======== GIVEN ENTRIES ========

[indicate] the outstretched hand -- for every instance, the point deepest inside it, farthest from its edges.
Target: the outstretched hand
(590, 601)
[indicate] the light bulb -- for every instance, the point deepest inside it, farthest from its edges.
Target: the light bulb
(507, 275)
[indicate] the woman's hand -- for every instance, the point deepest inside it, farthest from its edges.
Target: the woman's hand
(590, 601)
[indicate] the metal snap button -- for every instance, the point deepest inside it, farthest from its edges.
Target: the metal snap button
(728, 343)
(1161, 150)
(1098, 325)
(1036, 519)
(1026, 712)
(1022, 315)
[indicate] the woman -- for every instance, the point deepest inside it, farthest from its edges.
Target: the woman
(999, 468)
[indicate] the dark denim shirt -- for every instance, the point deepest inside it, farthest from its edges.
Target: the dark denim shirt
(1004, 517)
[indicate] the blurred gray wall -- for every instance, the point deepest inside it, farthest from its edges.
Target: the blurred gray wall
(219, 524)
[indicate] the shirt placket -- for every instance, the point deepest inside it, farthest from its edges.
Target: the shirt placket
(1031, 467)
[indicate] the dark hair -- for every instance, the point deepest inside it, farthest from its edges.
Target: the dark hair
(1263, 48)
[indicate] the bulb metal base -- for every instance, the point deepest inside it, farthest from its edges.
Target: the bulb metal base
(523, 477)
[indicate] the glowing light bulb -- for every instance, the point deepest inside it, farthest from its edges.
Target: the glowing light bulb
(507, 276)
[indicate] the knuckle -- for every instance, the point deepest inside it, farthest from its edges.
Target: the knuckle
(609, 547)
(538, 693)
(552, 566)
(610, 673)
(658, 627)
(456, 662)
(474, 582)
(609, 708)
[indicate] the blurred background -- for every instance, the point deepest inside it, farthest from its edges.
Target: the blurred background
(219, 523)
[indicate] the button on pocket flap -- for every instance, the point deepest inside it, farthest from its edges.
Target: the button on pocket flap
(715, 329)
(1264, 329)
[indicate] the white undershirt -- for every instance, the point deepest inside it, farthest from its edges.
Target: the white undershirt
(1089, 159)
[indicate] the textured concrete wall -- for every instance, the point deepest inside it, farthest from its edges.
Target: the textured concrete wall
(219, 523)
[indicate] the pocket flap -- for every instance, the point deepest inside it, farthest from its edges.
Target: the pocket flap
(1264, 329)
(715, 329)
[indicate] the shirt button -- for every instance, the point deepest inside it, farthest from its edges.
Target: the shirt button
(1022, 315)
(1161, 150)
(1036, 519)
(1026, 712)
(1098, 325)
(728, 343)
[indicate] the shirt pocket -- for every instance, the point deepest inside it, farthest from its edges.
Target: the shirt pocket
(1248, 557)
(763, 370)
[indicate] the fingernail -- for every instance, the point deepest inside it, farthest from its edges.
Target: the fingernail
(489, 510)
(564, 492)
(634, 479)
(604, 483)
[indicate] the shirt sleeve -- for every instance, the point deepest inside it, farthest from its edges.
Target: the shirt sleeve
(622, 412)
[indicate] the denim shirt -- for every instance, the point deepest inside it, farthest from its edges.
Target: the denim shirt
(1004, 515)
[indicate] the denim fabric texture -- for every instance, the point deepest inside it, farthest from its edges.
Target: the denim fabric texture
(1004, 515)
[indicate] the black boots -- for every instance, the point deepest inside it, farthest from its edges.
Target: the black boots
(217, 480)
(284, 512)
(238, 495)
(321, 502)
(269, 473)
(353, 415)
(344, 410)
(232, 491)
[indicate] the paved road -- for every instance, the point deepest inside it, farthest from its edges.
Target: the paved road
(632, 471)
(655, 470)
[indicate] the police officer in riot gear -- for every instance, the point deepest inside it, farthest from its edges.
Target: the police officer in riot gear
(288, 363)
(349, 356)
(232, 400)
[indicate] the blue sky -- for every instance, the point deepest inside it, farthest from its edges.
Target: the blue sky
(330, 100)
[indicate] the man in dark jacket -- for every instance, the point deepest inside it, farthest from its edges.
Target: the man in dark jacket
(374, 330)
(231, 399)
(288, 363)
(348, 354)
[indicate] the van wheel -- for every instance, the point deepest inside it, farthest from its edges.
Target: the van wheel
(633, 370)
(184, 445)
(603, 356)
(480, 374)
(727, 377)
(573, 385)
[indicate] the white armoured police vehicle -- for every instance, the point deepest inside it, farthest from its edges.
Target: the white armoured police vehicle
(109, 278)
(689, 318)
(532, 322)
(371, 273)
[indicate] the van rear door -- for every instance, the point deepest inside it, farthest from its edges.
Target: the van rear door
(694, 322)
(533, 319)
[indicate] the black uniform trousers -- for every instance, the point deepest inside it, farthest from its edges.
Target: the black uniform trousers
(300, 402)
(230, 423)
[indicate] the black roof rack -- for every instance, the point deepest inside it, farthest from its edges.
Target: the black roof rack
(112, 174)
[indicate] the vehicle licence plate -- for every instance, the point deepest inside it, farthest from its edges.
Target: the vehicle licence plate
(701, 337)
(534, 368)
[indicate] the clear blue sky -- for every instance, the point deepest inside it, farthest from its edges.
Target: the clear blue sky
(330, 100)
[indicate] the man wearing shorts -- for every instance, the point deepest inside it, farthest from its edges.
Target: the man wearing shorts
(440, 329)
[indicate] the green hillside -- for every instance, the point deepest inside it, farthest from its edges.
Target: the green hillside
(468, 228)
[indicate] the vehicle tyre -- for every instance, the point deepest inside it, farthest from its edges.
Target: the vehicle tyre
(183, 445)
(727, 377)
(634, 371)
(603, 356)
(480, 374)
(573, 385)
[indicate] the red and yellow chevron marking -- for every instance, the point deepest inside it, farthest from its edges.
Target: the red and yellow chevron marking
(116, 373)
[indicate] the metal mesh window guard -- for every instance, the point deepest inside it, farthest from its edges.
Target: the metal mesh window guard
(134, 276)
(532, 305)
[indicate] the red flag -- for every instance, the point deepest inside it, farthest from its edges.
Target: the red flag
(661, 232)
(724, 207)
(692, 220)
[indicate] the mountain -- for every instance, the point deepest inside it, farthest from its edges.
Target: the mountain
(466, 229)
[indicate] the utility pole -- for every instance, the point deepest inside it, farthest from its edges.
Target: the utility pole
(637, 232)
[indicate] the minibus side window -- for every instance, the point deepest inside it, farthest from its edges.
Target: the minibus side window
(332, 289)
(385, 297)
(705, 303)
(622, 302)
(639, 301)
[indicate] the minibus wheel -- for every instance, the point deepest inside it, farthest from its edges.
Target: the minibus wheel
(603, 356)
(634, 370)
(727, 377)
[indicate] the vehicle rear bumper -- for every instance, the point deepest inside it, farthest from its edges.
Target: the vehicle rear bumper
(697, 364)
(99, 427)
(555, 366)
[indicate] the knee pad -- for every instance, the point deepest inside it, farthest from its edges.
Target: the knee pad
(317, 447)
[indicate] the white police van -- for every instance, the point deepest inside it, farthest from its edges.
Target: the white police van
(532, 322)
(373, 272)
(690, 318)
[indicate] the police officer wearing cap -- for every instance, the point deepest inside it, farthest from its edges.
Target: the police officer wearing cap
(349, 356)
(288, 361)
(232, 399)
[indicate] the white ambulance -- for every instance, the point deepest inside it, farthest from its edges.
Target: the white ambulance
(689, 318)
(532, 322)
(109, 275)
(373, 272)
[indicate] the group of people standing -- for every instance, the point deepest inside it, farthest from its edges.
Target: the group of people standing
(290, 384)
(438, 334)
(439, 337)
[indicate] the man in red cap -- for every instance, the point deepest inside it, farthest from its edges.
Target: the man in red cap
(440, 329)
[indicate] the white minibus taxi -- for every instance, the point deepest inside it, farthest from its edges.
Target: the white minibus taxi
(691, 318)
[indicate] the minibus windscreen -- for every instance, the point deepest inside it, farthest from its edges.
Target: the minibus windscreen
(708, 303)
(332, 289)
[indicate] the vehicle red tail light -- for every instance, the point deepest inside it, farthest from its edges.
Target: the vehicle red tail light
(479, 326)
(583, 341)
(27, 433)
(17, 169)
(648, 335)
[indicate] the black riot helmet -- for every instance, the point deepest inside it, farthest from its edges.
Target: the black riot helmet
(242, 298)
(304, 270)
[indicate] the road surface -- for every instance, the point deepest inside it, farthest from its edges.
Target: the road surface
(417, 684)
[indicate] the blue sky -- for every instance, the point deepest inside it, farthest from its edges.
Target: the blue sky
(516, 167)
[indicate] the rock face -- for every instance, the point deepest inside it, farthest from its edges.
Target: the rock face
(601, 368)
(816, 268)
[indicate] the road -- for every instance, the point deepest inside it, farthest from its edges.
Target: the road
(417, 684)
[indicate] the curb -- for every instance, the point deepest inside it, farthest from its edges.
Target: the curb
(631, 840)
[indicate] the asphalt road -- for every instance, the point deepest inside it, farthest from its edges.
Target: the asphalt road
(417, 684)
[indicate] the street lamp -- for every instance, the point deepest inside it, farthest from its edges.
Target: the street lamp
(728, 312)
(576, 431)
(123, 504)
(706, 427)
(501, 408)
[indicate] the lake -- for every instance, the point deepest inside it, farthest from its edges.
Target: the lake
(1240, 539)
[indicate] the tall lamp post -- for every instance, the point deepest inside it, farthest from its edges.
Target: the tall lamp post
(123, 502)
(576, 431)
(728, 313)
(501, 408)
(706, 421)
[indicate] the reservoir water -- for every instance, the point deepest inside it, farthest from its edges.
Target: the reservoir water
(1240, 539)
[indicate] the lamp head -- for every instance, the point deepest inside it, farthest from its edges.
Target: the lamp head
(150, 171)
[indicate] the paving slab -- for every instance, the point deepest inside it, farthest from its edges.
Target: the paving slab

========

WHAT TO PRODUCE:
Rewrite the listing from the line with "[indicate] the woman's" up to and including the line with "(1031, 467)", replacing "snap button" with "press stud" and keeping everything else unchanged. Give only those lines.

RESPONSE TO THIS EXERCISE:
[indicate] the woman's hand -- for every instance, the point deepest inside it, farthest from its edges.
Target: the woman's hand
(590, 601)
[indicate] the metal press stud -- for every instance, the point deepest inside it, farthest from its edges.
Target: the metal press stud
(728, 343)
(1161, 150)
(1098, 325)
(1036, 519)
(1026, 712)
(1022, 315)
[indicate] the woman -- for every instance, the point deepest inside it, farthest from its edges.
Target: the woman
(999, 468)
[indicate] the dark denim shirt -- for every instance, the point deepest inside it, farthest from its edges.
Target: the dark denim shirt
(1004, 517)
[indicate] the blurred gray wall -- for every instance, the point deepest inside it, farthest from its edges.
Target: the blurred gray wall
(219, 524)
[indicate] the shirt placket -- for every instance, the point deepest inside it, farthest from its edges.
Target: the shirt placket
(1031, 467)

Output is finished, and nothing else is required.